* [PASSAGE SHOWN]
╔══

This page contains archived versions of the Stanford CS166 (Data Structures) webpage in the quarters I've taught it. All internal links should be valid, though external links may no longer be functional.
As with most classes I taught in the 2018-2019 academic year, this version of CS166 represented a pretty significant overhaul to the course materials, and I think that it's been a huge gradient step in the right direction.
The major change I made to the lectures on this iteration was to explore, much more so than usual, where these data structures come from and how to derive them from first principles. The lecture on suffix trees, for example, explored Patricia tries in the abstract and how to arrive at them by optimizing regular tries for fast searching, and talked about the distinction between operational and mechanical descriptions of structures (mechanically, a suffix tree is what you get if you make a trie for all the endmarked suffixes and eliminate non-branching internal nodes; operationally, it's a tree with one internal node per branching word and one leaf per suffix). The lecture on suffix arrays spent more time talking about why it is that suffix arrays don't lose much relative to suffix trees, and actually explored how to construct LCP arrays using Kasai's algorithm (which, as I found, is not very hard to understanding!) In doing this, I trimmed out some material on generalized suffix trees and suffix arrays and on longest common extensions, which I was sad to see go. My notes to myself indicate that there's about ten minutes of free time left in those lectures, so perhaps I can put a shout-out in there. Overall, though, redesigning these slides gave me a much deeper appreciation for how these data structures work, and I'm glad I did this! To get this to fit, I split the lecture on suffix trees and suffix arrays apart into two and cut the lecture on Aho-Corasick automata, which I was initially sad to see go but honestly am not losing any sleep over at this point. I think the topic refocusing worked great!
I also did a major revision of the lecture on B-trees to show where B-trees come from (how would you build a balanced multiway tree when there's a cap on the number of keys per node?) and how to derive the standard invariants from the basic data structure operations, rather than the other way around. In doing so, I had to slightly scale back the discussion of where red/black trees come from, which is really a shame. In the future, I might cut the discussion of split and join for red/black trees (those are tough topics that rarely make an appearance and can be better done with splay trees) and then put the discussion of red/black trees and tree rotations into the second balanced trees lecture, which would keep that lecture more unified on the theme of tree rotations and how to use red/black trees, rather than spreading those topics across multiple lectures. In the lecture on B-trees, I also tried a new format where I periodically paused and asked students to work through some sample questions on their own (which of these variants would be better and why?), which worked extremely well. That's something I tried to integrate into all future lectures and is something I think really improved student understanding.
I'm not super thrilled with the presentation of binomial heaps, which is strange because I made only minor touchups to those slides and previously considered them to be some of my best work! I think the issue is that it proceeds too much along the lines of "here's what binomial heaps are and how they work," skips some beautiful derivations (where do you get binomial trees from?), and glosses over the hard part of lazy binomial heaps (how do you compact trees together?). In teaching this lecture, I realized that there's a totally different algorithm for tree compaction that is much easier to understand than the standard one (do a true bucket sort by tossing each tree into a bucket based on its order, then repeatedly compact trees and put them into the next bucket), which I integrated into the Fibonacci heaps lecture and will need to back-patch into the original binomial heaps lecture. That revised Fibonacci heaps lecture seemed to go much better than before by highlighting the pain points from past quarters (what's the order of a tree when trees can be reshaped so easily? how do lazy binomial heaps work, again?), and I'm pretty happy with the result.

╚══

* [INFORMATION PROVIDED]

╔══

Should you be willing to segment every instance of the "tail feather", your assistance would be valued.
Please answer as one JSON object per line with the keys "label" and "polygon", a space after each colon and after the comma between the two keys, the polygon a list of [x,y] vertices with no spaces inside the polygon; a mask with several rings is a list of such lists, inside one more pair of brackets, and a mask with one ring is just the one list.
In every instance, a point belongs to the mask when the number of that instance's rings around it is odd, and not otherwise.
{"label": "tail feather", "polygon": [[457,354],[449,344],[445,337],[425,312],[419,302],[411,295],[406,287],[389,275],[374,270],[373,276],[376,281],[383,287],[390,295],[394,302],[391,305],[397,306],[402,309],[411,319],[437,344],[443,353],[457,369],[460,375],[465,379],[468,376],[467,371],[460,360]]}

╚══

* [DIRECTIONS]
a) Print the part of the CS166 archive page starting with "As with most" and going on through "the right direction.".
b) Shorten the paragraph of the CS166 archive page that begins "I also did a major revision of the lecture on B-trees" and keep its main facts.

* [TASK RESPONSES]
a)
As with most classes I taught in the 2018-2019 academic year, this version of CS166 represented a pretty significant overhaul to the course materials, and I think that it's been a huge gradient step in the right direction.

b) I heavily revised the B-tree lecture. It now shows where B-trees come from, by asking how to build a balanced multiway tree with a cap on keys per node. It also derives the standard invariants from the basic operations instead of the reverse. As a result, the discussion of where red/black trees come from had to be slightly scaled back. In the future I might cut split and join for red/black trees, since these are tough topics that rarely appear and are better done with splay trees. I could then move red/black trees and tree rotations into the second balanced trees lecture to keep it unified. The B-tree lecture also tried a new format: it paused periodically so students could work through sample questions on their own. This worked extremely well. I tried to integrate it into all later lectures, and I think it really improved student understanding.